### DOCUMENTO
(Liturgia do Terceiro Domingo do Tempo Pascal)
Neste Terceiro Domingo do Tempo Pascal a liturgia nos traz uma das primeiras pregações do Apóstolo Pedro, depois da Páscoa do Senhor. No tom de sua pregação é nítida a tensão entre a franqueza e a veemência da acusação que faz aos judeus, e depois, quase uma justificativa pelo modo com o qual ele mesmo e os outros discípulos agiram: “E agora, meus irmãos, eu sei que vós agistes por ignorância, assim como vossos chefes”.
Estas palavras nos fazem pensar que o crucificado nos mostra também do que o homem é capaz de fazer ao seu semelhante. Nas palavras de Pedro está a constatação de que o crucificado denuncia a violência que existe no ser humano, mesmo inconsciente, isto é, quando age na ignorância, e denuncia o que somos capazes de fazer uns aos outros.
O crucificado nos ensina, portanto, quem somos e o que se esconde dentro de cada ser humano. A franqueza de Pedro é capaz desmascarar-nos e trazer à superfície a consciência das possibilidades do mal que também habitam em nós, até mesmo quando o praticamos confundindo-o com o bem e com o que é ético e correto, cegos diante dos nossos limites e erros, mas com a pretensão de saber identificar o mal presente nos outros. Quanto mal a humanidade, no decorrer da história, já cometeu por causa dessa ignorância que cega!
O Evangelho deste terceiro domingo apresenta-nos um Cristo que sempre de novo vai ao encontro dos Seus. A grande diferença na atitude de Jesus é que esses são, justamente, aqueles que O abandonaram, que O traíram. Exatamente! Ele que encontrar-se com os seus amigos, aqueles que, vencidos pela covardia, o deixaram sozinho nos momentos mais difíceis da sua vida na Terra! Aliás, esta é outra forma de violência sofrida por Jesus! E, no entanto, Ele os procura, Ele se deixa ver e tocar por eles e os ajuda a recomeçar.
Para ajudá-los a recomeçar, é a esses que Ele pede algo para comer, recriando assim, aquele jeito de conviver que havia nos momentos que antecederam à traição e ao abandono. Da mesma forma agora é Ele que toma a iniciativa, se aproxima e cria ocasiões de reaproximação. Que lição para nós! Além disso, mesmo depois da Páscoa os discípulos ainda são pessoas cheias de medo e de incredulidade. A resposta de Deus, portanto, à incredulidade e à falta de consciência dos discípulos é oferecida no encontro!

### INFORMAÇÕES FORNECIDAS

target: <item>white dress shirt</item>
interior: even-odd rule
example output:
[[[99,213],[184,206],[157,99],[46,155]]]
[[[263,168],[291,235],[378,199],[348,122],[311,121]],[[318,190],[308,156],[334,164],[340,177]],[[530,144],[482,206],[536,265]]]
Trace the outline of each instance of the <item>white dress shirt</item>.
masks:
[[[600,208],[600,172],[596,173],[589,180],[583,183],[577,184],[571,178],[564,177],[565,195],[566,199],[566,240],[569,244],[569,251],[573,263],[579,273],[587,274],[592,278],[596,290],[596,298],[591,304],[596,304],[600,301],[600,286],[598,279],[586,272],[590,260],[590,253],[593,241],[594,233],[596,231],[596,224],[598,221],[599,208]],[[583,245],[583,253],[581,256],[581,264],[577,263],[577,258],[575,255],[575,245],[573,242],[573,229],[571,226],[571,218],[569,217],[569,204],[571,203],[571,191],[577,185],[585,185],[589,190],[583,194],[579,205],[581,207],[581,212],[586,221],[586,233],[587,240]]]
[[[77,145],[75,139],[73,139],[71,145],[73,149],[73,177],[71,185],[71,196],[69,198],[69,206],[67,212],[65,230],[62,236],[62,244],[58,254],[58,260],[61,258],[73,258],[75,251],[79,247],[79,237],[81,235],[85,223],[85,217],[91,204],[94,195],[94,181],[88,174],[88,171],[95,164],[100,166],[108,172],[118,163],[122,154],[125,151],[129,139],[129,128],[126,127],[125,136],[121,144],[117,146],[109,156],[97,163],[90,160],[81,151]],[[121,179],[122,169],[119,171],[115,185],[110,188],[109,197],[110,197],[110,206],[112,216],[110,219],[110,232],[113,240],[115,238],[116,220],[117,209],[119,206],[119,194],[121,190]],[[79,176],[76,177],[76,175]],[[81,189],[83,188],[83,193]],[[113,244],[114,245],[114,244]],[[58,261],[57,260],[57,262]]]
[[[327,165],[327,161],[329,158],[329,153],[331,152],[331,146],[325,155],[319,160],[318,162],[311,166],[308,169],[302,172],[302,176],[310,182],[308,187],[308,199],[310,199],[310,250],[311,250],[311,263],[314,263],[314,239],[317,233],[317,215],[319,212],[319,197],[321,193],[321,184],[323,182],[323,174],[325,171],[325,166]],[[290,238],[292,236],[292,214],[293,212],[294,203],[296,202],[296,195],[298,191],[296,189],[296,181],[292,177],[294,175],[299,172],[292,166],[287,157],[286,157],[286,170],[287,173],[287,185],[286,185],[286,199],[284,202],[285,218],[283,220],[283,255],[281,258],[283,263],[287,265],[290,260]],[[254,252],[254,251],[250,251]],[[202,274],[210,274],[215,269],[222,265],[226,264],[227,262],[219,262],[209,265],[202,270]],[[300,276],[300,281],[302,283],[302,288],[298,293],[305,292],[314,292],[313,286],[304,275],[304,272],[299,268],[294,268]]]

### OBJETIVO DO EXERCÍCIO
Reproduza fielmente o trecho da reflexão sobre o Terceiro Domingo do Tempo Pascal que começa em "Estas palavras nos" e termina em "ignorância que cega!".

### RESPOSTA À TAREFA
Estas palavras nos fazem pensar que o crucificado nos mostra também do que o homem é capaz de fazer ao seu semelhante. Nas palavras de Pedro está a constatação de que o crucificado denuncia a violência que existe no ser humano, mesmo inconsciente, isto é, quando age na ignorância, e denuncia o que somos capazes de fazer uns aos outros.
O crucificado nos ensina, portanto, quem somos e o que se esconde dentro de cada ser humano. A franqueza de Pedro é capaz desmascarar-nos e trazer à superfície a consciência das possibilidades do mal que também habitam em nós, até mesmo quando o praticamos confundindo-o com o bem e com o que é ético e correto, cegos diante dos nossos limites e erros, mas com a pretensão de saber identificar o mal presente nos outros. Quanto mal a humanidade, no decorrer da história, já cometeu por causa dessa ignorância que cega!